* [DATA UNDER STUDY]:
##############################
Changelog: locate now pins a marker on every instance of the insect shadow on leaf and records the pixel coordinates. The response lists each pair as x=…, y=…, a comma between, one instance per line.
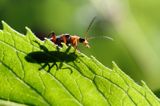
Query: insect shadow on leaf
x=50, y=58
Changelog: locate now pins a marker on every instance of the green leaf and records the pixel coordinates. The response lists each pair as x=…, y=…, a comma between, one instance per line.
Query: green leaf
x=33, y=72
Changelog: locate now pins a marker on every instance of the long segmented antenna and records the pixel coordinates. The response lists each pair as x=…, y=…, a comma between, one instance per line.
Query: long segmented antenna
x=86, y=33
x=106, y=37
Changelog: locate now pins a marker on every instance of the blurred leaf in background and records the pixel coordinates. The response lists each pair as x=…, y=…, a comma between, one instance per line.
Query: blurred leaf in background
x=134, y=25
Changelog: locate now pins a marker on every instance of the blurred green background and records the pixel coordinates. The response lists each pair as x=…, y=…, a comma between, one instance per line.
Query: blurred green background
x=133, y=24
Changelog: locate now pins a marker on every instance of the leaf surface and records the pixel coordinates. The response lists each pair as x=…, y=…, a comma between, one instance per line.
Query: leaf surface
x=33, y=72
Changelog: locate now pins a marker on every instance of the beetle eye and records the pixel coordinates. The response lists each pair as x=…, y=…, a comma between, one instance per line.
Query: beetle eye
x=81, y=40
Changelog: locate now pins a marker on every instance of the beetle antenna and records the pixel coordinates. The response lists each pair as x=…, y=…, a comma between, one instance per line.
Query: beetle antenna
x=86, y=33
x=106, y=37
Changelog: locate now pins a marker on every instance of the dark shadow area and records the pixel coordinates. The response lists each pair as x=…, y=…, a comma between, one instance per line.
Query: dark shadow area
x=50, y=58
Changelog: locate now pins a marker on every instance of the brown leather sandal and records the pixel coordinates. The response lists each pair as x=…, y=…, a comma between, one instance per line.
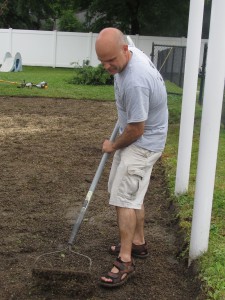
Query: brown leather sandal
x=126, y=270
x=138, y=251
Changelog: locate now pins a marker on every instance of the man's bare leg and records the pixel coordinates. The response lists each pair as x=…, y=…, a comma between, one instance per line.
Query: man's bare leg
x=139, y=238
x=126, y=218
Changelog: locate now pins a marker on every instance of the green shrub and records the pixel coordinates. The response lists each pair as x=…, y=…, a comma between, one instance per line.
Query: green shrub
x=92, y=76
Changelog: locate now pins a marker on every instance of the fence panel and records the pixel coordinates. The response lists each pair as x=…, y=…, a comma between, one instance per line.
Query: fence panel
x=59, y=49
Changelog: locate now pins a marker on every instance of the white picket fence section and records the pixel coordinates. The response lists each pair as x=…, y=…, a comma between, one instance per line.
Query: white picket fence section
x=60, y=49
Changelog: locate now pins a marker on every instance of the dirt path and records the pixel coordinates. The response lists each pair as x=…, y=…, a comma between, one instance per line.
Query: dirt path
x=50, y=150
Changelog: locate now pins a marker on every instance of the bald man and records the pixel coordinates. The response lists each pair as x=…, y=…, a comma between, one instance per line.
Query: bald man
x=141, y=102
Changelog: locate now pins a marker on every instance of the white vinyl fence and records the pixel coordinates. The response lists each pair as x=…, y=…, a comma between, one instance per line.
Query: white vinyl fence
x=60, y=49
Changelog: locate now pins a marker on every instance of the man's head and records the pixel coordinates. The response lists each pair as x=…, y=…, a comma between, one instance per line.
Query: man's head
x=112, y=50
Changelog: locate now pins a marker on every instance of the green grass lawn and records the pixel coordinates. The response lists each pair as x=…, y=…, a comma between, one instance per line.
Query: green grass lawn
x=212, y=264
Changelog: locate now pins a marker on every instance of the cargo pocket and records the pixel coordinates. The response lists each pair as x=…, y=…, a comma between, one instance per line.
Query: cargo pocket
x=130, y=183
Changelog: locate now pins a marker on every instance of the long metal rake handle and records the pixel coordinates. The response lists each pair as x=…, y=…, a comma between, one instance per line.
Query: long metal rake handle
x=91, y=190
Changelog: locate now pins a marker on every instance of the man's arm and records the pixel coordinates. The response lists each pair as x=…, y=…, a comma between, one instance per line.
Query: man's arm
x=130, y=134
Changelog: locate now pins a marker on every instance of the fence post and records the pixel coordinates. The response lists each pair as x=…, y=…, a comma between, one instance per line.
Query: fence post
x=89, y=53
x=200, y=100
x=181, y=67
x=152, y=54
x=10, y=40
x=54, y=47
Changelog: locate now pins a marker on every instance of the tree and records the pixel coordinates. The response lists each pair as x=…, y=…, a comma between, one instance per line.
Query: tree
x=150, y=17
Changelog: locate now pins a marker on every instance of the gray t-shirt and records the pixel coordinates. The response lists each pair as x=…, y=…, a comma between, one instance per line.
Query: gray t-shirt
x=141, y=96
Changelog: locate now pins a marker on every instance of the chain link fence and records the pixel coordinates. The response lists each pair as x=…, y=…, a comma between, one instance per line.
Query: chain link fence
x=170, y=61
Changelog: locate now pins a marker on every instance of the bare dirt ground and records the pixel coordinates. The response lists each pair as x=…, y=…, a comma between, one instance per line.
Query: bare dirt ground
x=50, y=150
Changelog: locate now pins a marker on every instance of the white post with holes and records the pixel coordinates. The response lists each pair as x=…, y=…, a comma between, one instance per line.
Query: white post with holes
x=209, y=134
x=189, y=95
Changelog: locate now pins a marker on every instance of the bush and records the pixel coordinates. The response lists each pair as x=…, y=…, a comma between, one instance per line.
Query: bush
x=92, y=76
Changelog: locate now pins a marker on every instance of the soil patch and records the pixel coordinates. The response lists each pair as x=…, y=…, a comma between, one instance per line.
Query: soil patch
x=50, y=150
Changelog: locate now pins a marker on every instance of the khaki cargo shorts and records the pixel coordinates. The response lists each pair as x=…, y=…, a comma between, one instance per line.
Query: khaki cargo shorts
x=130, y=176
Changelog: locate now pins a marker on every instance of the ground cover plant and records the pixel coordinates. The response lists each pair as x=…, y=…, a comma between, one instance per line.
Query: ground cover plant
##############################
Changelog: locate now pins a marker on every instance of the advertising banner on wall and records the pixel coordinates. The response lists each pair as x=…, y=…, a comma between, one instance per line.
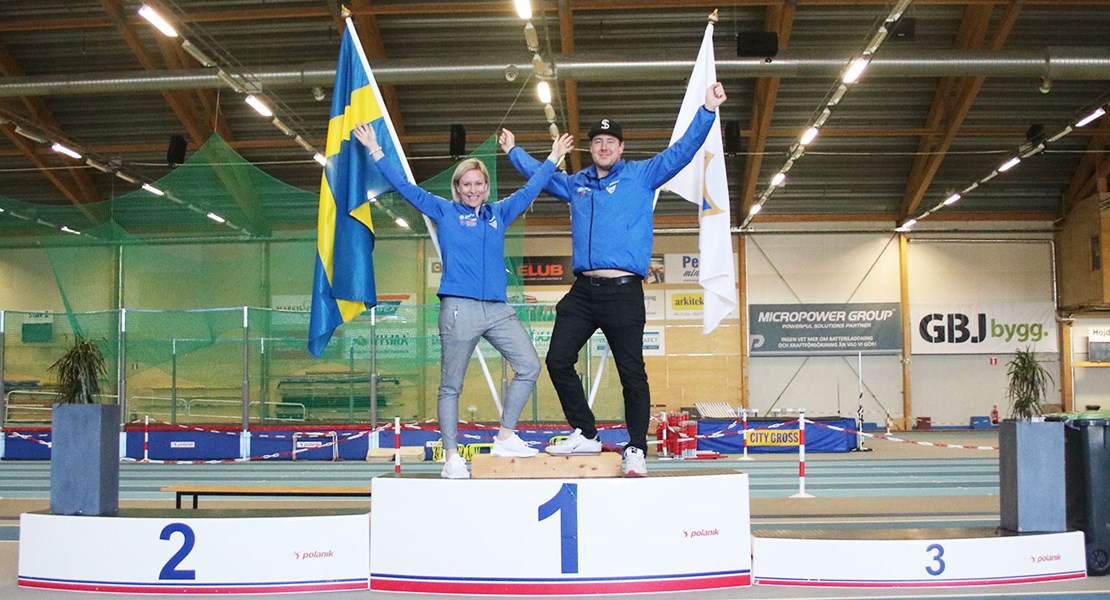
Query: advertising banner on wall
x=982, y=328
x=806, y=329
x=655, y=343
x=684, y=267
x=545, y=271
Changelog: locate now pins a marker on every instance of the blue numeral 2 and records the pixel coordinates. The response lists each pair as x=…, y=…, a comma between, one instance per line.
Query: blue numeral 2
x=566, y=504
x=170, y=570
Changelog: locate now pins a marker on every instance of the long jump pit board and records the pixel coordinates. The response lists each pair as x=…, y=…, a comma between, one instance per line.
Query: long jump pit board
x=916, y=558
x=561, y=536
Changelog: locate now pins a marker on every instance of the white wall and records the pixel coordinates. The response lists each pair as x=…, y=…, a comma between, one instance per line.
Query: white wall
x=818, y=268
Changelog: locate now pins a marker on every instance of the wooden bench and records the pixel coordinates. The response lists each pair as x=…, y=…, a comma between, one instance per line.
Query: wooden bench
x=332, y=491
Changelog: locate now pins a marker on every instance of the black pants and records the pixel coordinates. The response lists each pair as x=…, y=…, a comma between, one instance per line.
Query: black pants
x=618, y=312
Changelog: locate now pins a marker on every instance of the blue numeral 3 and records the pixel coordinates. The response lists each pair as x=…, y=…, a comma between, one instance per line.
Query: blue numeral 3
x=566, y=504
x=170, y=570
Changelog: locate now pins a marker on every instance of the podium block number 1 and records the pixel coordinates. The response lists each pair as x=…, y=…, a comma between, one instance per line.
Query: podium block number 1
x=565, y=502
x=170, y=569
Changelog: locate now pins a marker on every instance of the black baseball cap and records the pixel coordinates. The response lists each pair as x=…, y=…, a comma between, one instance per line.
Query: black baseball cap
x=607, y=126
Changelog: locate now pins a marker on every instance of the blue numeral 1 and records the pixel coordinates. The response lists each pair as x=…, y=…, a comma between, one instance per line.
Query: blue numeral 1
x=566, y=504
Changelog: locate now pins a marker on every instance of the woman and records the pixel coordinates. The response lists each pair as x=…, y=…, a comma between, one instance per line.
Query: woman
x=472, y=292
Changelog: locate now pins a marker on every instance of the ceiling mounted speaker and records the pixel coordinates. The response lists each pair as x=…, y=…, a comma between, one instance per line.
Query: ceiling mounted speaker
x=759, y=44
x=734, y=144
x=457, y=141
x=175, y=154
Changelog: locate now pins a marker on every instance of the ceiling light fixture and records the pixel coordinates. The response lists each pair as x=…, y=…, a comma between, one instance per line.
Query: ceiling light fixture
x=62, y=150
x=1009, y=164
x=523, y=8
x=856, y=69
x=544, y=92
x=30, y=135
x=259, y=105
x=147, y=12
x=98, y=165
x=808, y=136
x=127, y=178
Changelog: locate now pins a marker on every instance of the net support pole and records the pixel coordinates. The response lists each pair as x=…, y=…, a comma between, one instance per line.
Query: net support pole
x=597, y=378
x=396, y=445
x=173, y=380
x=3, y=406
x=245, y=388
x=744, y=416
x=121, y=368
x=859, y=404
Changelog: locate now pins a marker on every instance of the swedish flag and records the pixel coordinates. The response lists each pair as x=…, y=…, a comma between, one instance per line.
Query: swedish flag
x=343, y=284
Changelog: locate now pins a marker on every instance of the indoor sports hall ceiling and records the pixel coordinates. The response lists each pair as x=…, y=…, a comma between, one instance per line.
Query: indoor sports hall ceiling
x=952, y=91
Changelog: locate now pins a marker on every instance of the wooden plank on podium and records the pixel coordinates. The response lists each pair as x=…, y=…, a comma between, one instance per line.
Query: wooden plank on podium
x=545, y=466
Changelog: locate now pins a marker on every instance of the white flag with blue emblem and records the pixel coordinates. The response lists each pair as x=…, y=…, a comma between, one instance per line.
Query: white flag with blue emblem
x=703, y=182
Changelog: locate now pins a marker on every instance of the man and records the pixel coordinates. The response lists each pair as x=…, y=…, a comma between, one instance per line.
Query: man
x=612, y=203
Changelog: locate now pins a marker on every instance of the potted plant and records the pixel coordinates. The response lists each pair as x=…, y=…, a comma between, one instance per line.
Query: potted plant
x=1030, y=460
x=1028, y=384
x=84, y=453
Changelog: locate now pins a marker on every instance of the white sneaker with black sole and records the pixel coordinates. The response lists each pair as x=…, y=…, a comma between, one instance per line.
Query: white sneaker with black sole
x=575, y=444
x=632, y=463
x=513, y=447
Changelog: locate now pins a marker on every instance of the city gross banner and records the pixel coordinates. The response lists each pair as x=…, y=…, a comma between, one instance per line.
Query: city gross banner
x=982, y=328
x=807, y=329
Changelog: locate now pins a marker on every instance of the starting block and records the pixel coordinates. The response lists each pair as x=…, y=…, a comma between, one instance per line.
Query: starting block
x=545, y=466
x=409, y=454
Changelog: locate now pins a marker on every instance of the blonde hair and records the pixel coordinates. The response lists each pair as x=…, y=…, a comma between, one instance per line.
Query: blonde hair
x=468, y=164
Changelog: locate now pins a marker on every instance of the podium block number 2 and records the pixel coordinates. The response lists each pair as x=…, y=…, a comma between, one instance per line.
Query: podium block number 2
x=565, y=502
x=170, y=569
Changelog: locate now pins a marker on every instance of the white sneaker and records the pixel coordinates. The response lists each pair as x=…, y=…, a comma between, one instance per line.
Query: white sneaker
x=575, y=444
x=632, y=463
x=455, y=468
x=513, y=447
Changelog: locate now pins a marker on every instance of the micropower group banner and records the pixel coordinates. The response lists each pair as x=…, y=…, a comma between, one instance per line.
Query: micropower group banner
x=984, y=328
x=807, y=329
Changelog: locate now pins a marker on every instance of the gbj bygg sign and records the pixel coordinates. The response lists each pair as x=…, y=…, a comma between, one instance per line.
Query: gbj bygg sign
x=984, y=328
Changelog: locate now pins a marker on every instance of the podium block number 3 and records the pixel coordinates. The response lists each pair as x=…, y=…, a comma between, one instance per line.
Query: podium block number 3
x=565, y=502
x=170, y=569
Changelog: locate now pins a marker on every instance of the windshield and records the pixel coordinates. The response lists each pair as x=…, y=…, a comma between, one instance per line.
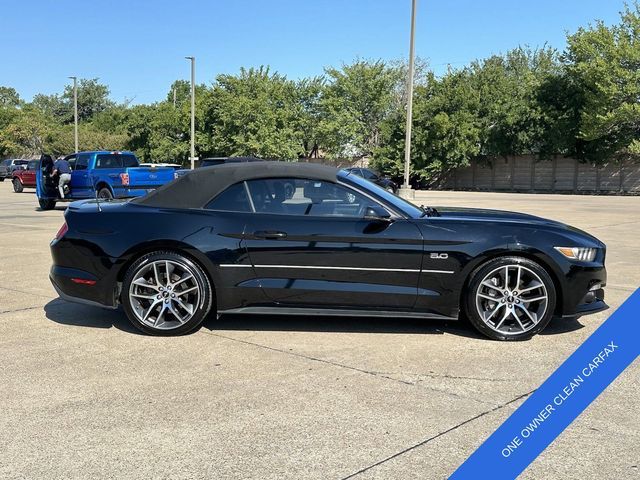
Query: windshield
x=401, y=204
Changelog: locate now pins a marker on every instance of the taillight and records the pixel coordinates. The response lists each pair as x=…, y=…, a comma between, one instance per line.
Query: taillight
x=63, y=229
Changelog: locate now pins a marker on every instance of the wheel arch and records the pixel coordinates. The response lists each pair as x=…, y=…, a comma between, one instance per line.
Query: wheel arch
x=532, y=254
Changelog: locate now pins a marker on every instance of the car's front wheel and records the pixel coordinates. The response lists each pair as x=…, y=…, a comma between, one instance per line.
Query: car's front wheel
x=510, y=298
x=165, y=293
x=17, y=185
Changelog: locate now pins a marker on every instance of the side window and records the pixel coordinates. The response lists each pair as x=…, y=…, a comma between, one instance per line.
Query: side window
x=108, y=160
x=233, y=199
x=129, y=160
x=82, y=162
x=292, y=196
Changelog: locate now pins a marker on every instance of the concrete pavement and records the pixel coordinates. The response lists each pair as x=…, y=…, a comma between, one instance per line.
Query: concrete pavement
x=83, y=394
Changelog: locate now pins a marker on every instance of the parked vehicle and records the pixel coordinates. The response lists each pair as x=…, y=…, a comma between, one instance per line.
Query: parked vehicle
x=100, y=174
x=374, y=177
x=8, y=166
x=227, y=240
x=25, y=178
##############################
* [PROBLEM TO SOLVE]: Out of the records above, pull the lines that include the word "cover".

* [COMPLETED TASK]:
Changelog: locate now pins a marker on every instance of the ground cover plant and records the pixel coordinates. The response lists each pair as x=…, y=…, a comma between, one instance per line.
Query: ground cover plant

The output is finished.